[[ GIVEN PASSAGE, beginning ]]
Friday, March 29, 2024

Sudan Tribune

Plural news and views on Sudan

Sudan: time running out

Leader, The Scotsman

June 10, 2004 — SPEAKING after his return from the Sudan, Hilary Benn, the Secretary for International Development, deemed the situation unfolding in that country the largest humanitarian crisis in the world. At least 10,000 people – some estimates are much higher – have been killed in the Darfur region of Western Sudan since a campaign of ethnic cleansing began last year, and more than one million have been forced to flee their homes. “We are in a race against time in Darfur,” said Mr Benn. He went on to criticise the adequacy and speed of the United Nations’ response. Seasonal rains have now begun to fall, which will soon make Darfur (an area the size of France) virtually impassable. As a result, one senior aid worker has warned that another 300,000 people will probably starve even if help is sent immediately.

The root cause of this tragedy is man-made: inter-ethnic and religious conflict between the Arab Muslim north of the country and the black African west and south. The Arab Muslim regime in Khartoum has been fighting a civil war with the black Christian south for a generation, resulting in more than two million deaths.

At stake is control of Sudan’s oil wealth. Political and economic exhaustion on both sides has recently produced a truce that might lead to partition and a sharing of the oil.

However, a second conflict has intensified in Darfur, in the west of the country, between the Arabs and blacks, who are in fact mostly Muslim rather than Christian. The cause here is racial antagonism and the fight for land, which caused black Africans to take up arms in protest at oppression by Sudan’s Arab elite in Khartoum. In return, Khartoum has provided arms for vicious Arab local militia to kick out the blacks to neighbouring Chad, with a little help from Khartoum’s air force.

So far, the UN has been loath to become involved in a major way, partly because the Arab states are unwilling to interfere with a fellow regime, and partly because the United States and Britain are bogged down in Iraq and so are in a difficult position when it comes to mobilising action against yet another Arab country. This impasse is compounded by the bizarre fact that Sudan now sits on the UN Human Rights Commission. As a result, Sudan is the crisis that has been forgotten – until only a few weeks ago, when the sheer scale of the humanitarian crisis could no longer be ignored. What needs to be done?

In the first place, food, shelter and medicine have to be provided – rain or no rain. Britain has made a good start, and some UN aid is at last arriving, but more has to be done. With the Iraq resolution through the Security Council, the decks are clear to get the UN focused on Darfur. The barrier is less the climate or the geography than the continuing resistance of Khartoum to let aid into Darfur, or to let the black refugees return to their villages. The Security Council has to apply pressure here, including the threat of economic sanctions. There is also a case for the West to ensure that neighbouring Chad is helped in discouraging further military activity by Arab militants operating out of the Sudan, especially as the latter are often supporters of Osama bin Laden (who used to be based in the country).

That might get the attention of Khartoum, which often responds only when it is pushed hard.
[[ GIVEN PASSAGE, end ]]
[[ PROVIDED MATERIAL, beginning ]]
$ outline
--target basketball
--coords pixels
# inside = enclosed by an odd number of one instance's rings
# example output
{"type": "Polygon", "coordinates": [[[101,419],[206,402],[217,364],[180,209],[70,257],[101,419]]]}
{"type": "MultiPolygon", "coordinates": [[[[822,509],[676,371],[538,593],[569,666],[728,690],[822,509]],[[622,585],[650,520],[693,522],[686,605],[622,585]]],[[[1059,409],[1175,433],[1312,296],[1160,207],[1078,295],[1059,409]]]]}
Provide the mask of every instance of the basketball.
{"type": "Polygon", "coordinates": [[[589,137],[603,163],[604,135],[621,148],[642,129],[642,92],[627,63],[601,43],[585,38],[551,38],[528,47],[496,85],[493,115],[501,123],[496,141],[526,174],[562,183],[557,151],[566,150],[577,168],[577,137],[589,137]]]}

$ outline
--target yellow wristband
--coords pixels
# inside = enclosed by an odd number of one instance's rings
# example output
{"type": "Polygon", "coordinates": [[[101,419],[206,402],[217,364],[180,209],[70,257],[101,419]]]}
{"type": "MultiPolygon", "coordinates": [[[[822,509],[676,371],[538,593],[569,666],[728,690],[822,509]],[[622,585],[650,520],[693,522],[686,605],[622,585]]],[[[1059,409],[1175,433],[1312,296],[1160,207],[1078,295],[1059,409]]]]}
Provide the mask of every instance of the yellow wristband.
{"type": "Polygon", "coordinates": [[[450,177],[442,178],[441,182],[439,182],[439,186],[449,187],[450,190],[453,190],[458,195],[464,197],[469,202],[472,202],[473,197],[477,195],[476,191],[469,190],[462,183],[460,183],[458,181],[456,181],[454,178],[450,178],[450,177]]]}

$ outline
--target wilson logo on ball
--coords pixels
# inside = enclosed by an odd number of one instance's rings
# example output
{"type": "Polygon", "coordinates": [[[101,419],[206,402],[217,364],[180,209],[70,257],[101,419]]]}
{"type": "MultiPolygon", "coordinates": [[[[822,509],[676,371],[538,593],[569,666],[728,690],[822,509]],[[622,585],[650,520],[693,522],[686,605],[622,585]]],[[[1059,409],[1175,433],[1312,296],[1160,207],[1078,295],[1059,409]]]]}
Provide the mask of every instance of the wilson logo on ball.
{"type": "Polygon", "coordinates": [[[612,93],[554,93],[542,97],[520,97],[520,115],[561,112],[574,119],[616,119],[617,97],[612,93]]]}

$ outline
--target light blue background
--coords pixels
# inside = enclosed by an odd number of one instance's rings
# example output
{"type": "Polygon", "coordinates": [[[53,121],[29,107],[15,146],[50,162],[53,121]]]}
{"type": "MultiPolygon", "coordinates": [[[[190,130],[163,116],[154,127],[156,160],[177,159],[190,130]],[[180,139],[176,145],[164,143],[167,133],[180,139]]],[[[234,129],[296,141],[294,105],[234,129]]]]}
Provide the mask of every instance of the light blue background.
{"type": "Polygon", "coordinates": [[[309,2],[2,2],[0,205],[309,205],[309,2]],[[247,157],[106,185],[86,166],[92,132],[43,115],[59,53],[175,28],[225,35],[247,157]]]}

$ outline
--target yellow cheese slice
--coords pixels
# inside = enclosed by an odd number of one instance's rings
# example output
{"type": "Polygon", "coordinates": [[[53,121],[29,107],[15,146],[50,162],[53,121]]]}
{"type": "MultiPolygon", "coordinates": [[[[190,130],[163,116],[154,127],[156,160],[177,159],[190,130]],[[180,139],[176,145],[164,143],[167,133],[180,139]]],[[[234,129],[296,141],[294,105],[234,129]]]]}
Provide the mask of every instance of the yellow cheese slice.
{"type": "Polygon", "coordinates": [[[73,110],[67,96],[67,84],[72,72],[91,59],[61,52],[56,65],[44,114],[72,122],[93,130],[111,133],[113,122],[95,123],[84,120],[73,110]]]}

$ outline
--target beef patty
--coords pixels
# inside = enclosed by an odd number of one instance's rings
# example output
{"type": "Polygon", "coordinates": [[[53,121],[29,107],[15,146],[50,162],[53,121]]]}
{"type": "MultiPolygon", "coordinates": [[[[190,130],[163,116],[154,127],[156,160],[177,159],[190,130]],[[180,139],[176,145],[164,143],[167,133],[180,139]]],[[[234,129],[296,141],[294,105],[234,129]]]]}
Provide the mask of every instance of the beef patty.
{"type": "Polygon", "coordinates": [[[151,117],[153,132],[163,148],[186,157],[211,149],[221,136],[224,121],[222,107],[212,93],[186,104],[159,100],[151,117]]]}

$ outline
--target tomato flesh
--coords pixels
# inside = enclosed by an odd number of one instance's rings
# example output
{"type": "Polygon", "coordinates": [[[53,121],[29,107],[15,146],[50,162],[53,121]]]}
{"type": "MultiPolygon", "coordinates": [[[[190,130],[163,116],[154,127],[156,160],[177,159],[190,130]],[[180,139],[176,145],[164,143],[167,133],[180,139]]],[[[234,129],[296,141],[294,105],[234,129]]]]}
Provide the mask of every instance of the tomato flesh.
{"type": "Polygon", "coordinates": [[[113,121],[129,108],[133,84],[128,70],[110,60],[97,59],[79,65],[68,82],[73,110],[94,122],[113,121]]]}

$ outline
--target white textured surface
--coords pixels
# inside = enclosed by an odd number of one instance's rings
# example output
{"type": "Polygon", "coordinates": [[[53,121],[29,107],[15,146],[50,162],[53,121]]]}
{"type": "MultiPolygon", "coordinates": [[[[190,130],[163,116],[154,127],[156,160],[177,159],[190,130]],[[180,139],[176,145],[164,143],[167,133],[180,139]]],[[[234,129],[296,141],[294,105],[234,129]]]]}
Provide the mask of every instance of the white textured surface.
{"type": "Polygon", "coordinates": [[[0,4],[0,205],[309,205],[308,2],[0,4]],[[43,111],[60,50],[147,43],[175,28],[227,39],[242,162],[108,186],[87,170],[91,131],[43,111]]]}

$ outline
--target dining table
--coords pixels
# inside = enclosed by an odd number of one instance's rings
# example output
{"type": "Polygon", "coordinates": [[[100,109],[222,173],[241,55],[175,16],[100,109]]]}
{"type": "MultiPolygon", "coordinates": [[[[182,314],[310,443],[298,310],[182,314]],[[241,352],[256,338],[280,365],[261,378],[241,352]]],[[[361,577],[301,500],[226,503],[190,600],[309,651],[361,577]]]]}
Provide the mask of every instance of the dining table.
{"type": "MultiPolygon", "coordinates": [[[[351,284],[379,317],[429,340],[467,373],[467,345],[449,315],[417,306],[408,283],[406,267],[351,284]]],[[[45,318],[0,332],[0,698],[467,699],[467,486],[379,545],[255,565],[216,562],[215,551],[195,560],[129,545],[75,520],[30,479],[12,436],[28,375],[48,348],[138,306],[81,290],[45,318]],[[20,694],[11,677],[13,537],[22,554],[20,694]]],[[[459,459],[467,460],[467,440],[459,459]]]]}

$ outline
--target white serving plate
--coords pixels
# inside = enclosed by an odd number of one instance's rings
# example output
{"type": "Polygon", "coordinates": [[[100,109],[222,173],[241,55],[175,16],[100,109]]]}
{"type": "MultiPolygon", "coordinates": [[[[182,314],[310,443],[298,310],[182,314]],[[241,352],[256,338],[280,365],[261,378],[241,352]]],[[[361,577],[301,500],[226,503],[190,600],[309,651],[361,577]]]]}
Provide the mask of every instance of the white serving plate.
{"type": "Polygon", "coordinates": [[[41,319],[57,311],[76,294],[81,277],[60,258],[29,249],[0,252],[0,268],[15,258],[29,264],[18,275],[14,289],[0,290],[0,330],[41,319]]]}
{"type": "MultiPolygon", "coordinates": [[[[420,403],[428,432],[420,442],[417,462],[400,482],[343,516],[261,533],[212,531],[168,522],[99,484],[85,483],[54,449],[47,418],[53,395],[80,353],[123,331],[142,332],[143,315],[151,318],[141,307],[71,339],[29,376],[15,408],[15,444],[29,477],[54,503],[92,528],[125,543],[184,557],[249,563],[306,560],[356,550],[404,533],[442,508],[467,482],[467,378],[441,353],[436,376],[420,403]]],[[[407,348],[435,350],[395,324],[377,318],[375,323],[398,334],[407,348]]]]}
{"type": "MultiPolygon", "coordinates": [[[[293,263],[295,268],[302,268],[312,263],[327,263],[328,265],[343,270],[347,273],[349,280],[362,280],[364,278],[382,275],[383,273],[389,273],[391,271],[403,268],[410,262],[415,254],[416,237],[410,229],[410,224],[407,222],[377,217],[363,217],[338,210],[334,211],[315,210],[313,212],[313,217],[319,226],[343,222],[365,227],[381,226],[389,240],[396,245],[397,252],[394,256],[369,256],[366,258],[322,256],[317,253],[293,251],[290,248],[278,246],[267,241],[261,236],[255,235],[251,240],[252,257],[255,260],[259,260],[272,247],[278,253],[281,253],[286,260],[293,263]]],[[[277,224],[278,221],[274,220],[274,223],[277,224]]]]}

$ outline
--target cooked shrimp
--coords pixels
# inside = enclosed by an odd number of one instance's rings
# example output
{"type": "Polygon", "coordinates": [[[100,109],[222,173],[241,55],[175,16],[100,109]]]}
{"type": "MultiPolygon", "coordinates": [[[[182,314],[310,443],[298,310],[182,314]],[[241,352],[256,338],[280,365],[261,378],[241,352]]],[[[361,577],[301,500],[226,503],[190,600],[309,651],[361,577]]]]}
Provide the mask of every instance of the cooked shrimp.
[[ PROVIDED MATERIAL, end ]]
PROBLEM TO WORK ON:
In the editorial on Darfur, reproduce word for word the passage from "In the first" to "in the country).".

ANSWER BELOW:
In the first place, food, shelter and medicine have to be provided – rain or no rain. Britain has made a good start, and some UN aid is at last arriving, but more has to be done. With the Iraq resolution through the Security Council, the decks are clear to get the UN focused on Darfur. The barrier is less the climate or the geography than the continuing resistance of Khartoum to let aid into Darfur, or to let the black refugees return to their villages. The Security Council has to apply pressure here, including the threat of economic sanctions. There is also a case for the West to ensure that neighbouring Chad is helped in discouraging further military activity by Arab militants operating out of the Sudan, especially as the latter are often supporters of Osama bin Laden (who used to be based in the country).